### PASSAGE GIVEN

* * *

The Professor and the Madman

Home > Nonfiction > The Professor and the Madman > Page 4
The Professor and the Madman Page 4

by Simon Winchester


  He had a voracious appetite, indeed an impassioned thirst for all kinds of learning. He taught himself about the local geology and botany; he found a globe from which he could learn geography and foster a love for maps; he unearthed scores of textbooks from which he could take on the enormous burden of history; he observed and took pains to remember all the natural phenomena about him. His younger brothers would tell how he once awakened them late one night to show them the rising of Sirius, the Dog Star, whose orbit and appearance over the horizon he had calculated and that proved, to the family’s sleepy exultation, to be perfectly correct.

  He particularly cherished encountering and interrogating people he met who proved to be living links with history: He once found an ancient who had known someone who was present when Parliament proclaimed William and Mary joint sovereigns in 1689; then again, his mother would recount over and over how she had heard tell of the victory at Waterloo; and when he had children himself he would allow them to be dandled on the knees of an elderly naval officer who was present when Napoleon agreed to surrender.

  He left school at fourteen, as did most of the poorer children of the British Isles. There was no money for him to go on to the fee-paying grammar school in nearby Melrose, and in any case his parents enjoyed some confidence in the lad’s ability to teach himself—by pursuing, as he had vowed, the vita diligentissima. Their hopes proved well founded: James continued to amass more and more knowledge, if only (as he would admit) for the sake of knowledge itself, and often in the most eccentric of ways.

  He engaged in furious digs at a multitude of archaeological sites all over the Borders (which, being close to Hadrian’s Wall, was a treasure trove of buried antiquities); he made attempts to teach the local cows to respond to calls in Latin; he would read out loud, by the light of a minute oil lamp, the works of a Frenchman with the grand name of Théodore Agrippa d’Aubigné, and translating for his family, who gathered about him, fascinated.

  Once, trying to invent water wings made from bundles of pond iris, he tied them to his arms but was turned upside down by more buoyancy than he calculated, and would have drowned (he was a nonswimmer) had not his friends rescued him by pulling him from the lake with his five-foot-long bow tie. He memorized hundreds of phrases in Romany, the language of the passing Gypsies; he learned bookbinding; he taught himself to embellish his own writings with elegant little drawings, flourishes, and curlicues, rather like the monkish illuminators of the Middle Ages.

* * *

### TASK 1
In the excerpt from The Professor and the Madman, at what age did James leave school?

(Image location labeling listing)
* * *

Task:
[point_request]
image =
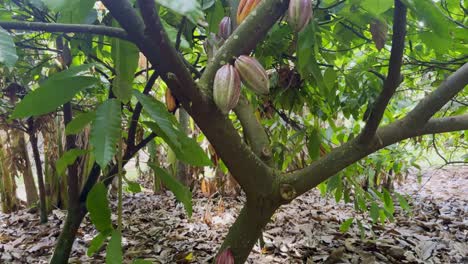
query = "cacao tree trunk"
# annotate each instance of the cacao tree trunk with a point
(64, 244)
(28, 178)
(8, 198)
(40, 175)
(182, 168)
(247, 229)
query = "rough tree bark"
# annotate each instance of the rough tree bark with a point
(29, 184)
(39, 173)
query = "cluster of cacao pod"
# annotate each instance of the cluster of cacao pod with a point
(244, 8)
(214, 41)
(299, 14)
(227, 82)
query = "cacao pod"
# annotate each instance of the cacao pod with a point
(226, 88)
(225, 28)
(225, 257)
(245, 7)
(171, 102)
(212, 44)
(253, 74)
(299, 14)
(379, 33)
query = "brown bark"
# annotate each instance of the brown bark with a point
(28, 178)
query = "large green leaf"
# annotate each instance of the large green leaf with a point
(167, 127)
(50, 95)
(189, 8)
(428, 11)
(181, 192)
(74, 11)
(98, 208)
(376, 7)
(7, 49)
(79, 123)
(172, 35)
(114, 253)
(105, 131)
(125, 56)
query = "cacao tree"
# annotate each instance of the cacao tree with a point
(345, 82)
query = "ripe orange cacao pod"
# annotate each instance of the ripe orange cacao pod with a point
(245, 7)
(225, 28)
(226, 88)
(225, 257)
(171, 102)
(252, 74)
(299, 14)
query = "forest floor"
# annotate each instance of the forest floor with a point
(306, 231)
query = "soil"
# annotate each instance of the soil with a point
(156, 228)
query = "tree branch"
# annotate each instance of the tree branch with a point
(137, 112)
(65, 28)
(393, 78)
(347, 154)
(432, 103)
(254, 131)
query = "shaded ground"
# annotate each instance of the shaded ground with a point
(306, 231)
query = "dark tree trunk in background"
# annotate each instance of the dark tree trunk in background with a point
(40, 175)
(182, 168)
(28, 178)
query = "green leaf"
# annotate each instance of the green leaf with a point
(114, 253)
(96, 244)
(329, 77)
(79, 123)
(105, 131)
(133, 187)
(142, 261)
(344, 227)
(67, 159)
(7, 49)
(376, 7)
(388, 202)
(74, 12)
(80, 70)
(50, 95)
(189, 8)
(167, 127)
(125, 56)
(431, 14)
(214, 16)
(98, 208)
(181, 192)
(403, 202)
(374, 212)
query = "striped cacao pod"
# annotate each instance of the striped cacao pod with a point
(171, 102)
(226, 88)
(225, 28)
(299, 14)
(245, 7)
(252, 74)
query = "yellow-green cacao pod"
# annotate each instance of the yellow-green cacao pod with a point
(226, 88)
(244, 8)
(252, 74)
(225, 28)
(299, 14)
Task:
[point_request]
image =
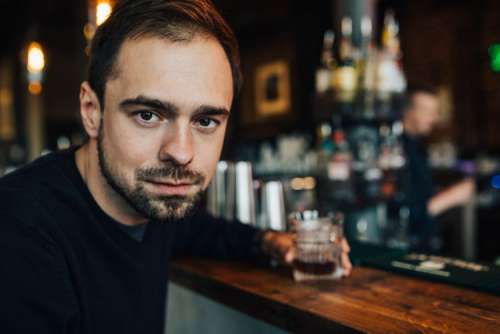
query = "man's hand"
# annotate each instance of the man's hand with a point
(281, 246)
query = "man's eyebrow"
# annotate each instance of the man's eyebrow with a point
(159, 105)
(210, 111)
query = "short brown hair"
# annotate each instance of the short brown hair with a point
(174, 20)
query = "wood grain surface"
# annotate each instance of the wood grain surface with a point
(369, 301)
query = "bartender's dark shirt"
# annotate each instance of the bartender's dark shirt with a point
(418, 190)
(67, 267)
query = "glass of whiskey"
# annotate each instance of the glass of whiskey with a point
(318, 246)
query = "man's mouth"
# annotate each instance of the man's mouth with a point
(173, 187)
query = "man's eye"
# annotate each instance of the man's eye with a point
(207, 123)
(146, 116)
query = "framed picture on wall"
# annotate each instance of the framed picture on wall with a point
(268, 99)
(272, 89)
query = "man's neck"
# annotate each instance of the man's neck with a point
(108, 200)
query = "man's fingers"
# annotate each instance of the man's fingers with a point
(345, 246)
(346, 264)
(290, 255)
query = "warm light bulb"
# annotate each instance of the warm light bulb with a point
(35, 88)
(36, 58)
(103, 11)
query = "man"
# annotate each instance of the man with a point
(419, 119)
(86, 235)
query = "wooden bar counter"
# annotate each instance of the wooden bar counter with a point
(369, 301)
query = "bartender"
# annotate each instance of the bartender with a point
(419, 119)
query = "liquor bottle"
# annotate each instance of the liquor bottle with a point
(325, 70)
(345, 77)
(390, 77)
(339, 168)
(368, 60)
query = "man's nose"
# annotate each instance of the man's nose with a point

* * *

### TASK 2
Count the lines of the listing that contain the string "counter", treating case as significant. Reply with the number alone.

### EXERCISE ANSWER 1
He left school at fourteen.

### EXERCISE ANSWER 2
2